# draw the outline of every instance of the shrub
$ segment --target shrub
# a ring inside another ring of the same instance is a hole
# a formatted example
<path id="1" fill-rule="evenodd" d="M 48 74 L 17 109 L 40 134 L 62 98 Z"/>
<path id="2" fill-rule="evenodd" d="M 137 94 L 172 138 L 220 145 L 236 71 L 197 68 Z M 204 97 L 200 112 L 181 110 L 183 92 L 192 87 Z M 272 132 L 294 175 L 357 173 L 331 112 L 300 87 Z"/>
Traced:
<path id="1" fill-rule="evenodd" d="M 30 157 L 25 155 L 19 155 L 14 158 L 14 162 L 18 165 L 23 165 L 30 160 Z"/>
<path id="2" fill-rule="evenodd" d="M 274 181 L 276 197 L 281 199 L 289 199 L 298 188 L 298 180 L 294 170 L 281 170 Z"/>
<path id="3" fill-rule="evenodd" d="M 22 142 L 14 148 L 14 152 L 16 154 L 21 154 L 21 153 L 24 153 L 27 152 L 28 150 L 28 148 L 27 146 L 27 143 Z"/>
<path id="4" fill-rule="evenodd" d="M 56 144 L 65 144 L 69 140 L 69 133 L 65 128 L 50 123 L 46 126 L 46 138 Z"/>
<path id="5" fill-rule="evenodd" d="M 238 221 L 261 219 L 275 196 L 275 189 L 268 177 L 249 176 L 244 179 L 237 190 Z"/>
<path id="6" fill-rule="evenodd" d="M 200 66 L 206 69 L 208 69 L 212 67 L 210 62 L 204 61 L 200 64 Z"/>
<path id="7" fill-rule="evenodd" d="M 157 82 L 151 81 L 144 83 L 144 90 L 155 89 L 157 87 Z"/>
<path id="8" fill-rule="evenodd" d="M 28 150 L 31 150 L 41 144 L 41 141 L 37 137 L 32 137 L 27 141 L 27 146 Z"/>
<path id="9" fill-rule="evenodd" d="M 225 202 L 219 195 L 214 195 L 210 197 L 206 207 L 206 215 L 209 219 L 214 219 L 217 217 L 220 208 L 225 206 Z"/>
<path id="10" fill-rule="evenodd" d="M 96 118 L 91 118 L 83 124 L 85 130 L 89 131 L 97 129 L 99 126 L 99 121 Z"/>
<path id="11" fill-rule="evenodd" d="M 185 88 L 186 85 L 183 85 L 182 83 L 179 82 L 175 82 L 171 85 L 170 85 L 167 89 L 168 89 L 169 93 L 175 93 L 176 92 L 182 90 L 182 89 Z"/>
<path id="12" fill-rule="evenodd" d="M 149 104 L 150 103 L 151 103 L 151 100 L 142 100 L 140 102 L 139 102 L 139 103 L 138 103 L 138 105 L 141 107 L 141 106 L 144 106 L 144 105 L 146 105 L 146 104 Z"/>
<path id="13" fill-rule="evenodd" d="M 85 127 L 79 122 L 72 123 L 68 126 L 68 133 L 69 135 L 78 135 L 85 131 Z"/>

□ □ □ □ □ □ □

Reproduce the data above with every "shrub" switched to "hedge" and all else unchanged.

# draw the outline of every instance of the hedge
$ segment --target hedge
# a ring inside another ring of the same instance is a hole
# a formatted example
<path id="1" fill-rule="evenodd" d="M 48 74 L 17 109 L 40 134 L 62 98 Z"/>
<path id="2" fill-rule="evenodd" d="M 137 94 L 172 138 L 220 145 L 236 71 L 197 68 Z M 204 97 L 200 112 L 181 110 L 183 92 L 192 87 Z M 272 132 L 294 175 L 357 173 L 331 112 L 300 87 Z"/>
Traced:
<path id="1" fill-rule="evenodd" d="M 30 157 L 25 155 L 19 155 L 14 158 L 14 162 L 18 165 L 23 165 L 30 160 Z"/>
<path id="2" fill-rule="evenodd" d="M 274 181 L 276 197 L 281 199 L 289 199 L 298 188 L 298 180 L 294 170 L 281 170 Z"/>
<path id="3" fill-rule="evenodd" d="M 22 142 L 14 148 L 14 152 L 16 154 L 21 154 L 21 153 L 24 153 L 27 152 L 28 150 L 28 148 L 27 146 L 27 143 Z"/>
<path id="4" fill-rule="evenodd" d="M 56 144 L 65 144 L 69 140 L 69 133 L 65 128 L 50 123 L 46 126 L 46 138 Z"/>
<path id="5" fill-rule="evenodd" d="M 238 221 L 261 219 L 275 196 L 275 189 L 268 177 L 249 176 L 244 179 L 237 190 Z"/>
<path id="6" fill-rule="evenodd" d="M 200 66 L 206 69 L 208 69 L 212 67 L 210 62 L 204 61 L 200 64 Z"/>
<path id="7" fill-rule="evenodd" d="M 157 82 L 151 81 L 144 83 L 144 90 L 155 89 L 157 87 Z"/>
<path id="8" fill-rule="evenodd" d="M 28 150 L 31 150 L 41 144 L 41 141 L 37 137 L 32 137 L 27 141 L 27 146 Z"/>
<path id="9" fill-rule="evenodd" d="M 225 202 L 219 195 L 214 195 L 210 197 L 206 207 L 206 215 L 209 219 L 214 219 L 217 217 L 220 208 L 225 206 Z"/>
<path id="10" fill-rule="evenodd" d="M 96 118 L 91 118 L 83 124 L 85 130 L 89 131 L 97 129 L 99 126 L 99 121 Z"/>
<path id="11" fill-rule="evenodd" d="M 185 88 L 186 85 L 183 85 L 182 83 L 179 82 L 175 82 L 171 85 L 170 85 L 167 89 L 168 89 L 169 93 L 175 93 L 176 92 L 182 90 L 182 89 Z"/>
<path id="12" fill-rule="evenodd" d="M 149 104 L 150 103 L 151 103 L 151 100 L 142 100 L 140 102 L 139 102 L 139 103 L 138 103 L 138 105 L 141 107 L 141 106 L 144 106 L 144 105 L 146 105 L 146 104 Z"/>
<path id="13" fill-rule="evenodd" d="M 85 127 L 79 122 L 72 123 L 68 126 L 68 133 L 69 135 L 78 135 L 85 131 Z"/>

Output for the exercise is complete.